=== Extract to read ===
⟨
Matching evolving malware with advancing tools

Matching evolving malware with advancing tools

By Nick Lewis | Jan 25, 2010

In the past year, malware has evolved in five major areas: bots, rogue security software, generic spyware, targeted malware and attacks on mobile phones and smartphones. These threats have, in turn, allowed criminals to find new ways to monetize the unauthorized access they have been able to gain. In the last year, malware has incorporated better techniques for hiding and staying resident on new hosts, improving their communications and increasing users' concerns about identity theft and related fraud. 

Most security attacks get incrementally more dangerous over time, and some attacks will make major advancements in 2010. Malware, for example, will only get worse over the next year, even from its current state of sophisticated botnets. Malicious code will get easier to use, and criminals will have the ability to configure full-management applications, improved toolkits and update mechanisms to incorporate zero-day attacks and customizations. 

It may seem bleak, and enterprise security pros should certainly find it daunting. However, tools and techniques will also evolve over the next year to better protect corporate networks and data.

Predictions: Future security threats, defenses for 2010
There are few constants in information security, but the continued evolution of (and danger from) malware is one of them. Organizations can combat evolving malware and botnets through a combination of best practices like security awareness training, policies and procedures, and two emerging technologies: whitelisting and cloud-based antimalware. Let's discuss both of those technologies briefly:

  • Whitelisting will evolve in enterprises as organizations evaluate new products, their functionality and how they can be used to more effectively protect their environment. Whitelisting defines the executables that can run on a system and then stops all others when software isn't on a defined list of acceptable behavior.

    Whitelisting has evolved in the last couple years. Initially, the technology was a complex system where enterprises needed to define every single executable. Now whitelisting products come with preconfigured templates, improved capabilities to approve new executables, and full management systems. Enterprises will realize that relying on antivirus software alone will not be tenable, and a new defense must be used. More enterprises in 2010 will use and set up their own whitelists and blacklists to supplement or replace their existing antimalware protections and then configure policy to determine what action to take for software that's not on either list.
⟩
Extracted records
⟨
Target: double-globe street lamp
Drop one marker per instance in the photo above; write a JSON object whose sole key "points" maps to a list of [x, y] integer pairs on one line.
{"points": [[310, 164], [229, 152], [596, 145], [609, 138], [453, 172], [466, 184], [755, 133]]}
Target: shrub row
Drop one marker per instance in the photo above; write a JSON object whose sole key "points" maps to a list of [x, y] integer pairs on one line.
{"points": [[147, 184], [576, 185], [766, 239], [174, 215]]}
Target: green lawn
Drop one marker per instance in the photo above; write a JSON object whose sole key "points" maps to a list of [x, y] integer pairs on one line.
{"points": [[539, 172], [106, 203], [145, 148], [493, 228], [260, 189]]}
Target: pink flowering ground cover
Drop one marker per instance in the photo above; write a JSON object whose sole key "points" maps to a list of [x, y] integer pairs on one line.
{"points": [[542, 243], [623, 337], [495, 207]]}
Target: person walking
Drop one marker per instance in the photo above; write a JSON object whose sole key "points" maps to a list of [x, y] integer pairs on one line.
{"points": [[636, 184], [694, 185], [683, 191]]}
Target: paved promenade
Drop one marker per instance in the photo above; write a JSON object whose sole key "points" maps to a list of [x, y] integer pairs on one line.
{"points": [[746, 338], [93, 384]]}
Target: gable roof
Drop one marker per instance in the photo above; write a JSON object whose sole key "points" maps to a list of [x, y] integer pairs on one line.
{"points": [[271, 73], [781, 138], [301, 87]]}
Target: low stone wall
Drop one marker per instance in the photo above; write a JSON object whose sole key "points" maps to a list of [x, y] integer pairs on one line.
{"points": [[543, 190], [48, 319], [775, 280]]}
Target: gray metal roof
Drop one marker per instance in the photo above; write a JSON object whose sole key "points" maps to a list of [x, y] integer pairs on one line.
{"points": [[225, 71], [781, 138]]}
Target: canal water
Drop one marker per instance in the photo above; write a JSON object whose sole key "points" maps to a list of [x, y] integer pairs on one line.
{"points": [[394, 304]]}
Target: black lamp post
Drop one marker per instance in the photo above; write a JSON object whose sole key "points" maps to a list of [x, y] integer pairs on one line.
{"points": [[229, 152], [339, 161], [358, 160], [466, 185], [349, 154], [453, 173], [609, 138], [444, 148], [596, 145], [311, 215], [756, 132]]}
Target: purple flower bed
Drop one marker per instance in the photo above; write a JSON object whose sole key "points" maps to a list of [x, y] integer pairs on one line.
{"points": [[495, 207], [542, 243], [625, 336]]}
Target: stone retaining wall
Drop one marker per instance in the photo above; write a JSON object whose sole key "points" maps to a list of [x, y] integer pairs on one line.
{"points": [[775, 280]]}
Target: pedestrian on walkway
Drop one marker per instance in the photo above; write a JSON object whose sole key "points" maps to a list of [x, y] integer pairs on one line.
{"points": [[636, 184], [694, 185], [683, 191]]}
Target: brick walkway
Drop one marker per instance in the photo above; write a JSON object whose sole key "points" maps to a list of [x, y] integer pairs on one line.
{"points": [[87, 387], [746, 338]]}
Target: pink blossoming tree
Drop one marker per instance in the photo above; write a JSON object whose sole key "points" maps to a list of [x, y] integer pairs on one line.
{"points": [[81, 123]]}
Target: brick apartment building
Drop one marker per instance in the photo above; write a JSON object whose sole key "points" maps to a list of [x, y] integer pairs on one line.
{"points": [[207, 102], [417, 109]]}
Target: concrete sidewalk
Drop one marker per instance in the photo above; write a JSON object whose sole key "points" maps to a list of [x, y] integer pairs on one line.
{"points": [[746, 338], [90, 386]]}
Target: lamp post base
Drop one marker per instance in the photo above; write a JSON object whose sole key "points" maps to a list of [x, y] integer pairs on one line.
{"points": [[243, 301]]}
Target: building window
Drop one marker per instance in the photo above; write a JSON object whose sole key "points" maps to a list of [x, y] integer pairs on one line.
⟩
Write out the part of the malware article above starting at "Whitelisting has evolved" and ending at "on either list.".

=== Exercise result ===
Whitelisting has evolved in the last couple years. Initially, the technology was a complex system where enterprises needed to define every single executable. Now whitelisting products come with preconfigured templates, improved capabilities to approve new executables, and full management systems. Enterprises will realize that relying on antivirus software alone will not be tenable, and a new defense must be used. More enterprises in 2010 will use and set up their own whitelists and blacklists to supplement or replace their existing antimalware protections and then configure policy to determine what action to take for software that's not on either list.